*STATED TASK:* Write out the rows below as a numbered list, starting at the line that contains "For the benchmark, mark every instance of the car headlight" and ending with the last row, leaving out any blank lines.

*DATA PROVIDED:*
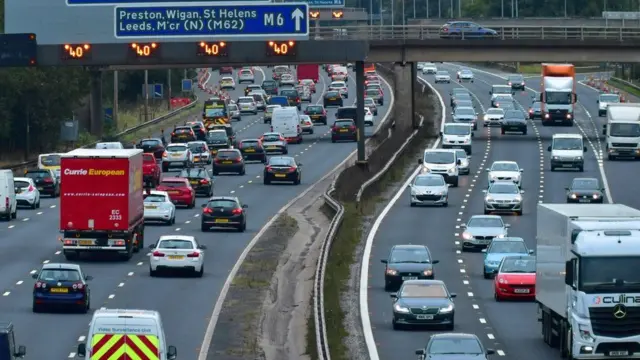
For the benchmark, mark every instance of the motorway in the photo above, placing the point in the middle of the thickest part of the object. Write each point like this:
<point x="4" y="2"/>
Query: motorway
<point x="511" y="328"/>
<point x="184" y="303"/>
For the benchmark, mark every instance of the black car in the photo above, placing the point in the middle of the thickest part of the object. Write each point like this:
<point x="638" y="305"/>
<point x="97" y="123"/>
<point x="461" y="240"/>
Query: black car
<point x="423" y="302"/>
<point x="317" y="113"/>
<point x="252" y="149"/>
<point x="516" y="82"/>
<point x="332" y="98"/>
<point x="45" y="181"/>
<point x="223" y="212"/>
<point x="199" y="179"/>
<point x="459" y="346"/>
<point x="585" y="190"/>
<point x="407" y="262"/>
<point x="282" y="168"/>
<point x="514" y="121"/>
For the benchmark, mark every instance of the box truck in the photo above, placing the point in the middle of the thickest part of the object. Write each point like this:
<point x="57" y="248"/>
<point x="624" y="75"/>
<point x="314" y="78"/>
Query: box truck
<point x="587" y="279"/>
<point x="101" y="202"/>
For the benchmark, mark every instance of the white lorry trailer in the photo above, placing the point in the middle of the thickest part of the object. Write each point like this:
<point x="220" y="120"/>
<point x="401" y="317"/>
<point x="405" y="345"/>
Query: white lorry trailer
<point x="588" y="279"/>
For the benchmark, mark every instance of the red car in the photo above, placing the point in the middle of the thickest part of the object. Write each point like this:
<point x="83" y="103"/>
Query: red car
<point x="516" y="278"/>
<point x="179" y="190"/>
<point x="151" y="170"/>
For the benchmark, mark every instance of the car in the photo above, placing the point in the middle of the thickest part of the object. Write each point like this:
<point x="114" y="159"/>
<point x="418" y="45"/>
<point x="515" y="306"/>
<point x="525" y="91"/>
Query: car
<point x="493" y="117"/>
<point x="152" y="146"/>
<point x="480" y="230"/>
<point x="227" y="83"/>
<point x="151" y="170"/>
<point x="282" y="168"/>
<point x="442" y="76"/>
<point x="423" y="302"/>
<point x="177" y="252"/>
<point x="306" y="124"/>
<point x="317" y="113"/>
<point x="176" y="155"/>
<point x="274" y="143"/>
<point x="200" y="180"/>
<point x="465" y="75"/>
<point x="407" y="262"/>
<point x="515" y="278"/>
<point x="183" y="134"/>
<point x="223" y="212"/>
<point x="429" y="189"/>
<point x="582" y="190"/>
<point x="505" y="171"/>
<point x="246" y="75"/>
<point x="516" y="81"/>
<point x="535" y="111"/>
<point x="457" y="346"/>
<point x="179" y="190"/>
<point x="344" y="129"/>
<point x="503" y="197"/>
<point x="27" y="193"/>
<point x="466" y="115"/>
<point x="159" y="207"/>
<point x="514" y="121"/>
<point x="252" y="149"/>
<point x="332" y="98"/>
<point x="499" y="249"/>
<point x="464" y="166"/>
<point x="45" y="180"/>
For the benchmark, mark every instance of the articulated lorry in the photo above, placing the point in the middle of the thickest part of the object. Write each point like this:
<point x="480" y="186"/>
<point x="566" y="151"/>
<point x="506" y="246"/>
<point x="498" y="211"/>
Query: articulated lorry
<point x="558" y="94"/>
<point x="101" y="202"/>
<point x="587" y="279"/>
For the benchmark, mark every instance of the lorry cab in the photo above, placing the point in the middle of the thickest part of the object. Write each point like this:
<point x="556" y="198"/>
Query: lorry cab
<point x="128" y="332"/>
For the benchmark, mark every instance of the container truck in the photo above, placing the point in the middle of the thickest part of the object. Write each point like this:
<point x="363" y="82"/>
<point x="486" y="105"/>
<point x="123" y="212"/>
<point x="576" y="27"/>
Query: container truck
<point x="622" y="130"/>
<point x="588" y="283"/>
<point x="558" y="94"/>
<point x="101" y="202"/>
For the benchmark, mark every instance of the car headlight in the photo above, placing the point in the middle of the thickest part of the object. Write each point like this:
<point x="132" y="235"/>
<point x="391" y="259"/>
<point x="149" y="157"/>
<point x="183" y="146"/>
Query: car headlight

*ANSWER:*
1. For the benchmark, mark every instance of the car headlight in the photo above, placing the point in the middle of the thickest part of the object. Write each point like this:
2. <point x="132" y="235"/>
3. <point x="391" y="259"/>
4. <point x="149" y="157"/>
5. <point x="183" y="146"/>
6. Query: car headlight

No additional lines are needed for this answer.